2016年11月29日火曜日

神戸市主催の六甲全山縦走大会での六甲全山縦走について

(2019/12/14) タイトルを変えました。
この次に神戸市主催の六甲全山縦走大会での渋滞についてというのを書いた。そちらも見てみてほしい。

前回,六甲全山縦走を達成するにはというのを書いた。そちらも見てみてほしい。
 前回,六甲全山縦走を達成するには,として,私なりの意見を書いてみた。まぁ,あくまで個人の意見なので,同意できない人は多々いると思うが,勝手に言っといてくれ,ぐらいに思っておいてほしい。で,折角なので,ここでは神戸市主催の六甲全山縦走大会の話を書いておこうと思う。

 前回も書いたが,六甲全山縦走は,神戸市によると公称56km,GPS と地理院地図によると 45km の距離と 3500 m を越える累積高度の上りと下り(地理院地図の標高APIを用いた場合の計算値)を含むルートを1日で歩き通す,というものである(と私は思っている)。そこを歩き通す大会としては,毎年11月に2回(1日2000人ずつ)行われている神戸市主催の六甲全山縦走大会がある。他にも,毎年3月第2日曜日に開催される兵庫県勤労者山岳連盟(兵庫労山)主催の全山縦走大会や,毎年3月の最終日曜日に開催される神戸ヒヨコ登山会による大会,どこかのボーイスカウトのグループが行う大会,などがある。さらに,歩いても走ってもマウンテンバイクでもいいから,須磨浦公園から宝塚まで移動する六甲縦走キャノンボールランという大会も年に2回行われている。

 ここでは,神戸市主催の六甲全山縦走大会について書こう。神戸市主催の大会は,須磨浦公園を午前5時から7時の間に出発して,菊水山,摩耶山掬星台,一軒茶屋前広場,の各チェックポイントを決まった時間内に通過して,最終的に宝塚の宝来橋南詰にある湯本台広場のゴールを目指す大会である。この大会では,走ることは禁止であり,初心者を念頭に置いた大会となっている(神戸市発行の冊子に初心者向けの大会と記載がある)。私はこの大会で2度完走(踏破?)し,1度ボランティアで参加している。完走した際は,1度は山陽電鉄須磨浦公園駅に5:30頃に着く新開地発の始発電車でスタート地点に向かい,12時間程度の時間で完走した。別の時には宿からタクシーで須磨浦公園に向かい,5時3分頃にスタートして,掬星台のチェックポイントの受付待ちを含めて11時間弱で完走した。さらに,ボランティアの時にも,予習・復習と称して須磨浦公園から宝塚まで歩いた。また,大会とは全く関係なく8回六甲全山縦走した経験がある。これらを2014年秋からの期間で達成している…。まぁ,いわゆるアホですね。そんな私から見た六甲全山縦走大会での六甲全山縦走に関する事項を書いてみようと思った。

六甲全山縦走大会では,以下のような事が気になると思う。
 (0) 渋滞(別に記載
 (1) スタート地点への行き方と到着時間
 (2) ミスコース
 (3) トイレ
 (4) 飲料と食料の確保
 (5) 寒い時や雨が降った時の大会
 (6) 怪我や体調不良の場合
 (7) 登山靴について
 (8) ストックは必要?

[課題]:
A - 抜粋文に基づき、次の問いに答えなさい。
(i) 神戸市主催の六甲全山縦走大会は、毎年何月に何回行われているか。
(ii) 神戸市主催の大会で禁止されている行為は何か。
(iii) 筆者は大会とは関係なく何回六甲全山縦走をした経験があるか。
B - 抜粋文において、神戸市主催の大会が初心者を念頭に置いた大会であるとされる根拠を説明しなさい。
C - 抜粋文のうち「前回も書いたが,六甲全山縦走は,神戸市によると公称56km,GPS と地理院地図によると 45km」で始まり「事項を書いてみようと思った。」で終わる部分を、「湯本台広場」を「終点広場」に差し替えて書き直しなさい。

[項目一覧]:
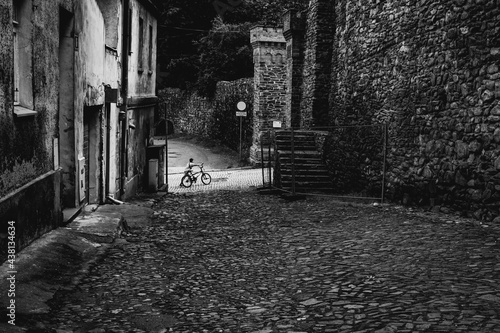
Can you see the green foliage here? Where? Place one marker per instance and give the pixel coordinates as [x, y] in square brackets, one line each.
[21, 173]
[202, 42]
[225, 55]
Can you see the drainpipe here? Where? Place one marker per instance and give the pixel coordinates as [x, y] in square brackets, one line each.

[解答]:
A -
(i) 毎年11月に2回(1日2000人ずつ)行われている。
(ii) 走ることが禁止されている。
(iii) 8回である。

B - 神戸市が発行する冊子に、この大会は初心者向けの大会であると記載されているためである。

C -
前回も書いたが,六甲全山縦走は,神戸市によると公称56km,GPS と地理院地図によると 45km の距離と 3500 m を越える累積高度の上りと下り(地理院地図の標高APIを用いた場合の計算値)を含むルートを1日で歩き通す,というものである(と私は思っている)。そこを歩き通す大会としては,毎年11月に2回(1日2000人ずつ)行われている神戸市主催の六甲全山縦走大会がある。他にも,毎年3月第2日曜日に開催される兵庫県勤労者山岳連盟(兵庫労山)主催の全山縦走大会や,毎年3月の最終日曜日に開催される神戸ヒヨコ登山会による大会,どこかのボーイスカウトのグループが行う大会,などがある。さらに,歩いても走ってもマウンテンバイクでもいいから,須磨浦公園から宝塚まで移動する六甲縦走キャノンボールランという大会も年に2回行われている。

 ここでは,神戸市主催の六甲全山縦走大会について書こう。神戸市主催の大会は,須磨浦公園を午前5時から7時の間に出発して,菊水山,摩耶山掬星台,一軒茶屋前広場,の各チェックポイントを決まった時間内に通過して,最終的に宝塚の宝来橋南詰にある終点広場のゴールを目指す大会である。この大会では,走ることは禁止であり,初心者を念頭に置いた大会となっている(神戸市発行の冊子に初心者向けの大会と記載がある)。私はこの大会で2度完走(踏破?)し,1度ボランティアで参加している。完走した際は,1度は山陽電鉄須磨浦公園駅に5:30頃に着く新開地発の始発電車でスタート地点に向かい,12時間程度の時間で完走した。別の時には宿からタクシーで須磨浦公園に向かい,5時3分頃にスタートして,掬星台のチェックポイントの受付待ちを含めて11時間弱で完走した。さらに,ボランティアの時にも,予習・復習と称して須磨浦公園から宝塚まで歩いた。また,大会とは全く関係なく8回六甲全山縦走した経験がある。これらを2014年秋からの期間で達成している…。まぁ,いわゆるアホですね。そんな私から見た六甲全山縦走大会での六甲全山縦走に関する事項を書いてみようと思った。